MATERIAL PROVIDED -
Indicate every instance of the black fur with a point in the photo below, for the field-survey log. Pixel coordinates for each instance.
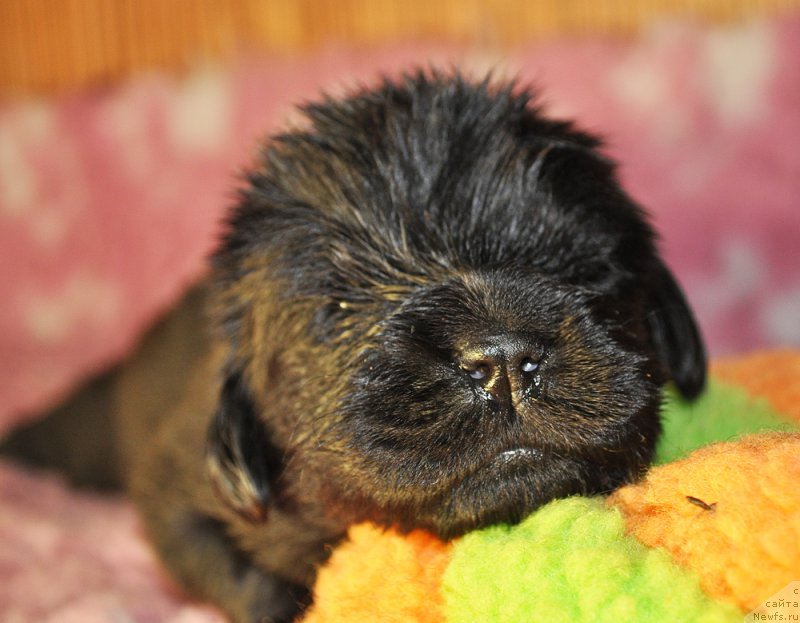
(436, 308)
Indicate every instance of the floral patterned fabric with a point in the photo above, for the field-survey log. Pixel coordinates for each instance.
(110, 200)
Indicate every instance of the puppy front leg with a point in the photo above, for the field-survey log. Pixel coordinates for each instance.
(193, 530)
(206, 561)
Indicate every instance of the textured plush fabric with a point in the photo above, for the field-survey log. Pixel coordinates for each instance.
(382, 576)
(704, 538)
(745, 545)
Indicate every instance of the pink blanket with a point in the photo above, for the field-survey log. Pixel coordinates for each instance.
(109, 201)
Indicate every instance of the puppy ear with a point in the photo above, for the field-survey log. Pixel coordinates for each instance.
(237, 454)
(675, 334)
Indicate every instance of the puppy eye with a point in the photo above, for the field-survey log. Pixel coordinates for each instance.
(477, 373)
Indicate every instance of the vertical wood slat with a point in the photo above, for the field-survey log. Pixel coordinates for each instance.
(48, 45)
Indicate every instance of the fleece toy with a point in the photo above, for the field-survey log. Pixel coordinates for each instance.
(710, 534)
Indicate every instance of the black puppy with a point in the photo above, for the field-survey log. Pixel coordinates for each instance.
(435, 309)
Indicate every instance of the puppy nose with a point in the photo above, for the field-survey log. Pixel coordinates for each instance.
(501, 368)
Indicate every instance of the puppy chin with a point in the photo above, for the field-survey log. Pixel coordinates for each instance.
(516, 482)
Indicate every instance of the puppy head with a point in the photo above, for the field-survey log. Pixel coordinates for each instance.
(446, 311)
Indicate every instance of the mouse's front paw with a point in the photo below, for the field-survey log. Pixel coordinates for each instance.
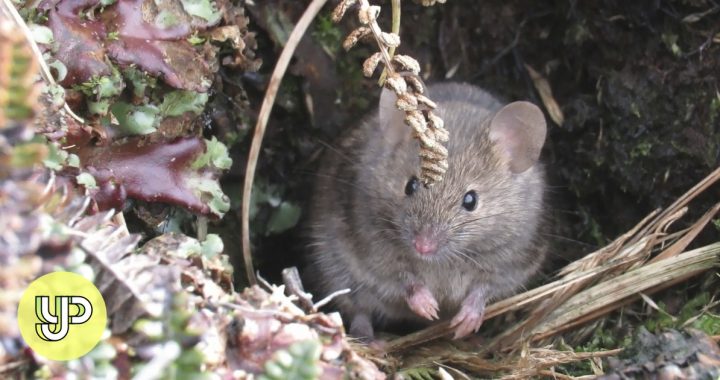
(422, 302)
(470, 317)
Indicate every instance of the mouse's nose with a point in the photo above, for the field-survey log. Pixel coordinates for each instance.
(425, 244)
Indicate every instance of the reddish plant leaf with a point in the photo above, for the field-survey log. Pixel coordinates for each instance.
(157, 49)
(79, 40)
(137, 40)
(154, 173)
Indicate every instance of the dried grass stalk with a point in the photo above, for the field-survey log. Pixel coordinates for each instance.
(401, 76)
(646, 259)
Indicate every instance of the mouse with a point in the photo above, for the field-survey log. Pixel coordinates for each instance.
(411, 253)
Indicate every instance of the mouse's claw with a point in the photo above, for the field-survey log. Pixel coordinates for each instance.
(422, 302)
(470, 317)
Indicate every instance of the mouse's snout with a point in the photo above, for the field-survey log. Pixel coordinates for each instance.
(426, 242)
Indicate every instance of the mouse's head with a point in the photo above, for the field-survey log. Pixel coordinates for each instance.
(491, 196)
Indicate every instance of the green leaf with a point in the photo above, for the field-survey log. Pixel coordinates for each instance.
(284, 217)
(73, 160)
(140, 81)
(298, 362)
(212, 246)
(177, 103)
(201, 8)
(216, 153)
(209, 190)
(135, 120)
(87, 180)
(166, 19)
(99, 108)
(109, 86)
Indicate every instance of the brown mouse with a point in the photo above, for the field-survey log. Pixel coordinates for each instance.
(415, 253)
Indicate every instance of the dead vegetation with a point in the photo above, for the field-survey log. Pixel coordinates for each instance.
(185, 284)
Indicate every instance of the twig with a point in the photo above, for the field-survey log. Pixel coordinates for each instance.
(330, 297)
(283, 61)
(44, 69)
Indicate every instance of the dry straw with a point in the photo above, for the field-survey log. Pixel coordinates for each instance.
(644, 260)
(402, 77)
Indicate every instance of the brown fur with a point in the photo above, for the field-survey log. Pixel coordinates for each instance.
(363, 223)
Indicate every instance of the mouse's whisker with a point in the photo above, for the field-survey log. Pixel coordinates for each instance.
(457, 226)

SET EXERCISE - Write the listing above out again exactly, dropping each image.

WORKED ANSWER -
Indicate every instance of the black fur with a point in the photo below, for the field-survey log. Pixel coordinates for each instance.
(436, 308)
Indicate every instance of the floral patterned fabric with a point in the photo above, for the field-survey log. Pixel coordinates for each instance.
(110, 200)
Indicate every instance of the puppy front leg with a point in the photo above, for the field-survey log. Pixel coordinates for each instance.
(193, 530)
(206, 561)
Indicate every instance of the textured plush fabric with a point in the photo above, for the field-survey log. Pixel coordinates for each instance.
(382, 576)
(704, 538)
(745, 545)
Indicate every instance of the pink blanket with a point in the photo above, for the field-survey log. Pixel coordinates for each instance.
(109, 201)
Indicate every instance of the puppy ear with a point in the photo above, for the field-survey log. Pixel coordinates for each instance.
(237, 454)
(675, 334)
Indicate every instance of the puppy eye with a point in the photo above, for the field-survey log. Pixel coordinates for each instance.
(477, 373)
Indicate every instance of the vertical wood slat with a point in the photo above, for the field-survey log. Pixel coordinates for each instance.
(48, 45)
Indicate every instance of the fleece toy with a point in the photo above, for the field-survey log. Pixel coordinates for each instance.
(710, 534)
Indicate every instance of the black puppy with a point in the photo above, for the field-survey log. Pixel coordinates for each instance.
(435, 309)
Indicate every instance of the puppy nose with a point in the photo above, for the field-survey log. Pixel coordinates for each instance.
(501, 368)
Indicate every instance of the puppy chin with a point in the photo above, for the field-survey log. Pixel coordinates for each instance.
(516, 482)
Indicate every instance of the puppy head with a point in the photo above, for the field-survey log. Pixel coordinates for each instance.
(446, 311)
Indicate every instance of the mouse's front paw with a point in the photo below, for the field-survey log. Pixel coordinates for each instance.
(422, 302)
(470, 317)
Indicate every instance of the mouse's nose with a point in the photo above, for the field-survey log. Pixel coordinates for each instance.
(425, 244)
Indicate every instance of the reddish plant leaf with a point in the photo above, for the field-survey log. Pixel coordinates for each instance.
(157, 49)
(79, 40)
(137, 40)
(154, 173)
Indicate every instance of the dried grass stalk with a point in the photo above, for the field-survey log. Pixel coordinates for each instance.
(401, 76)
(646, 259)
Indicate every instance of the mouse with a point in the photo above, for the field-survey log. Pixel coordinates for each instance.
(411, 253)
Indicate every instance of the mouse's claw with a point in the photo above, for the field-survey log. Pixel coordinates for each instance.
(422, 302)
(470, 317)
Indicate every instance of the mouse's snout with a point in the photo above, for the field-survey log. Pixel coordinates for each instance.
(426, 242)
Indicate every instance of the mouse's head with a point in the photo above, for the field-survey log. Pixel coordinates for each instance.
(491, 196)
Indicate every instance of the green leaf with a point in the photo above, for the field-survey log. Pixel coordinates for each instance.
(284, 217)
(73, 160)
(140, 81)
(298, 362)
(212, 246)
(177, 103)
(201, 8)
(216, 153)
(209, 190)
(135, 120)
(87, 180)
(166, 19)
(99, 108)
(109, 86)
Indicate every instance of the brown mouse with a point in the photo above, for the field-survey log. Pixel coordinates for each instance.
(415, 253)
Indicate every instance of the dead vegetation with a point in the photo above, for the field-survey log. Pixel coordinates for each instance.
(185, 284)
Indicate every instance of the twig with a point in the photo above, for the field-survey log. Pixel coordinates for each instance.
(330, 297)
(283, 61)
(44, 69)
Indicate every instance of the dry straw with a point in the photo above, for the field-survey log. Pixel coordinates for each instance.
(644, 260)
(402, 77)
Indicate every instance of the brown fur with a point in the photo above, for the field-survey log. Pixel coordinates for each instance.
(363, 223)
Indicate every instance of the mouse's whisker with a point in the photo above, for the field-survey log. Pixel coordinates for each instance.
(457, 226)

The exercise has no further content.